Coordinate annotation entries
• • • • •

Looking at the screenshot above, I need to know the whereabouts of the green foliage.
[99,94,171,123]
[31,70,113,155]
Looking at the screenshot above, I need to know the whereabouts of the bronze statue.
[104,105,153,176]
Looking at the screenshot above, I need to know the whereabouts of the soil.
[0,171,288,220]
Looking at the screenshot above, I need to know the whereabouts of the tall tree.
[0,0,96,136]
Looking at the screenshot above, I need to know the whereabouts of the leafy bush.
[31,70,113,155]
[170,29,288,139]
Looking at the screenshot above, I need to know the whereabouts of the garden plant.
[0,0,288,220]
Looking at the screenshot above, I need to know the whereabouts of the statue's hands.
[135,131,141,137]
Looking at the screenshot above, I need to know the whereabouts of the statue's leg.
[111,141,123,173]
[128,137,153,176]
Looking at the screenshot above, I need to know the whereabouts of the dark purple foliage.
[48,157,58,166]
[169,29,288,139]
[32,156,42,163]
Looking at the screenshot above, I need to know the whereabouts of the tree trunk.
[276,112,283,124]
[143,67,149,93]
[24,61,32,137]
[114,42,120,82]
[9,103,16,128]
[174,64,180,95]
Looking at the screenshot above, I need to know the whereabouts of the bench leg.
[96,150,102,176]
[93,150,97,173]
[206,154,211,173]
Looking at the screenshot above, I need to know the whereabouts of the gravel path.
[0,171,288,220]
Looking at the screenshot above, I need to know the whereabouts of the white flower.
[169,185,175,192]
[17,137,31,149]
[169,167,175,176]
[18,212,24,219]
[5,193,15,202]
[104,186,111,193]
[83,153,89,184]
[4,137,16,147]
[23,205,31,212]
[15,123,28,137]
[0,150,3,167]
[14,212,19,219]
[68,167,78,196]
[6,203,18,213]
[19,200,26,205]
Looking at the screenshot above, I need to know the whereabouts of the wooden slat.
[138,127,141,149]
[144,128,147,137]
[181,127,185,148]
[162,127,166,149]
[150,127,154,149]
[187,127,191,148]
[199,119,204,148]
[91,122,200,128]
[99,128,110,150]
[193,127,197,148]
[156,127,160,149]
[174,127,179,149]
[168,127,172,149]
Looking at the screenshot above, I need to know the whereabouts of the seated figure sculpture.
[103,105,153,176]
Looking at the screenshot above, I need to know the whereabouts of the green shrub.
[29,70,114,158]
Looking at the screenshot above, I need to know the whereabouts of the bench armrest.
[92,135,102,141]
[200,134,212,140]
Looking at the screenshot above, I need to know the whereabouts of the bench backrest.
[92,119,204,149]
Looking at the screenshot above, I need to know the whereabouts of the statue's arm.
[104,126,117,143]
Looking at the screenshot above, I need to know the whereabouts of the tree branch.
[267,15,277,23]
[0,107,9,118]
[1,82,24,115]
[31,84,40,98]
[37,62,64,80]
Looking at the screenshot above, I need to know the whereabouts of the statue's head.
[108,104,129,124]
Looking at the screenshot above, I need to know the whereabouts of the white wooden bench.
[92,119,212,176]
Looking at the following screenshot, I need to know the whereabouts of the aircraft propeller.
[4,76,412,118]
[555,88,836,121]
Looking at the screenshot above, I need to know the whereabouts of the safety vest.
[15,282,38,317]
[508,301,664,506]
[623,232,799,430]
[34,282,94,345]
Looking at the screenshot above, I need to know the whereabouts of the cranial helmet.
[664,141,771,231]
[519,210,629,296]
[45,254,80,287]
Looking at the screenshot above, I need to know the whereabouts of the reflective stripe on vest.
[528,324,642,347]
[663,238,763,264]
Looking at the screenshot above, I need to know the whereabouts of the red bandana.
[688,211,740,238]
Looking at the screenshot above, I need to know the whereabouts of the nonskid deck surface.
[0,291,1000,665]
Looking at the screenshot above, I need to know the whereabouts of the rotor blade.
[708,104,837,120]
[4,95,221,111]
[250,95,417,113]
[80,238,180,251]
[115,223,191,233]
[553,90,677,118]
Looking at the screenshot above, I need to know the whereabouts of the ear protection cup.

• • • • •

## Task to complete
Rewrite every line of the records above as a numbered list, skipping any blank lines.

## Answer to the problem
1. Looking at the screenshot above, I need to know the whereabouts of the green foliage.
2. [99,94,171,123]
3. [31,70,113,155]
4. Looking at the screenshot above, I need to know the whereabouts of the bronze statue.
5. [104,105,153,176]
6. Looking at the screenshot above, I need to know the whereabouts of the soil.
7. [0,171,288,220]
8. Looking at the screenshot above, I need to know the whereabouts of the tall tree.
9. [0,0,96,136]
10. Looking at the screenshot above, I need to know the whereabouts of the leafy bush.
11. [31,70,113,155]
12. [170,29,288,139]
13. Looking at the screenshot above, I need to know the whereabouts of the garden plant.
14. [0,0,288,220]
15. Looking at the screenshot above, I need to know the whereabouts of the statue's hands.
16. [135,131,141,137]
17. Looking at the screenshot above, I need to know the whereabouts of the statue's leg.
18. [111,141,123,173]
19. [128,137,153,176]
20. Looking at the screenshot above, I need to know the whereabouts of the dark purple foliage.
21. [48,157,58,166]
22. [169,29,288,139]
23. [32,156,42,163]
24. Looking at the screenshot above, I need to know the whereabouts of the tree trunk.
25. [276,112,283,124]
26. [143,67,149,93]
27. [24,61,32,137]
28. [114,42,120,82]
29. [9,103,16,128]
30. [174,64,180,95]
31. Looking at the screenshot above, I need to know the whereabouts of the bench leg.
32. [96,150,102,176]
33. [93,150,97,173]
34. [206,154,211,173]
35. Looking at the screenshot above, I need to know the whereabouts of the gravel path.
36. [0,171,288,220]
37. Looking at the screenshot above, I need to know the whereabouts of the white flower.
38. [169,185,175,192]
39. [17,137,31,149]
40. [169,167,175,176]
41. [18,212,24,219]
42. [5,193,15,202]
43. [104,186,111,193]
44. [83,153,89,184]
45. [4,137,16,147]
46. [23,205,31,212]
47. [15,123,28,137]
48. [0,150,3,167]
49. [14,212,19,219]
50. [68,167,78,196]
51. [6,203,18,213]
52. [19,200,26,205]
53. Looking at the screenshot above, I need to know the whereabouts of the wooden slat.
54. [138,127,141,149]
55. [144,128,147,137]
56. [181,127,185,148]
57. [162,127,166,149]
58. [150,127,154,149]
59. [187,127,191,148]
60. [199,119,204,148]
61. [91,122,200,128]
62. [99,128,110,150]
63. [193,127,197,148]
64. [156,127,160,149]
65. [174,127,179,149]
66. [168,127,172,149]
67. Looking at the screenshot above, I need to know the whereabouts of the seated figure sculpture.
68. [103,105,153,176]
69. Looking at the screenshot above, I need to know the whereabouts of the green shrub.
70. [29,70,114,158]
71. Looking at the screenshot above, I need to know the whereabouts of the bench armrest.
72. [92,135,102,141]
73. [200,134,212,140]
74. Looking at the screenshot above, I need to know the whereabouts of the bench backrest.
75. [92,119,204,149]
76. Looking at the screenshot above, I need to know the whereabouts of the statue's arm.
77. [104,126,117,143]
78. Looking at the screenshot above, I need to know the whereabouts of the tree branch.
79. [267,15,277,23]
80. [0,107,9,118]
81. [1,82,24,115]
82. [31,84,40,98]
83. [37,62,64,80]
84. Looking at the screenshot above, I need to know the whereabouts of the statue's head.
85. [108,104,129,124]
86. Looking at the screenshot above, I need to know the whereabouts of the white wooden bench.
87. [92,119,212,176]
88. Looking at the following screenshot, I need to know the whereabouts of the aircraft propeller.
89. [4,76,412,118]
90. [555,88,836,121]
91. Looking at the screenshot above, I need to know the whereabouts of the safety vest.
92. [15,282,38,317]
93. [508,301,664,506]
94. [623,232,799,430]
95. [34,282,94,345]
96. Looking at the screenshot above, I need to know the whereabouts of the cranial helmet.
97. [664,141,771,231]
98. [519,210,629,296]
99. [45,254,80,287]
100. Looking at the screenshot above, I need to know the whereabouts of the reflective stripe on vest.
101. [528,324,642,347]
102. [663,238,763,264]
103. Looking at the screenshot above, I need to know the whereabouts of the red bandana.
104. [688,211,740,238]
105. Looking at the screenshot above, I need to know the whereabouts of the nonskid deck surface.
106. [0,291,1000,665]
107. Looking at the screenshot above, I need to know the whereabouts of the rotor blade.
108. [708,104,837,120]
109. [4,95,221,111]
110. [250,95,417,113]
111. [80,238,180,251]
112. [115,223,191,233]
113. [553,90,677,118]
114. Looking at the screenshot above, I need to know the whereabouts of the ear protection cup.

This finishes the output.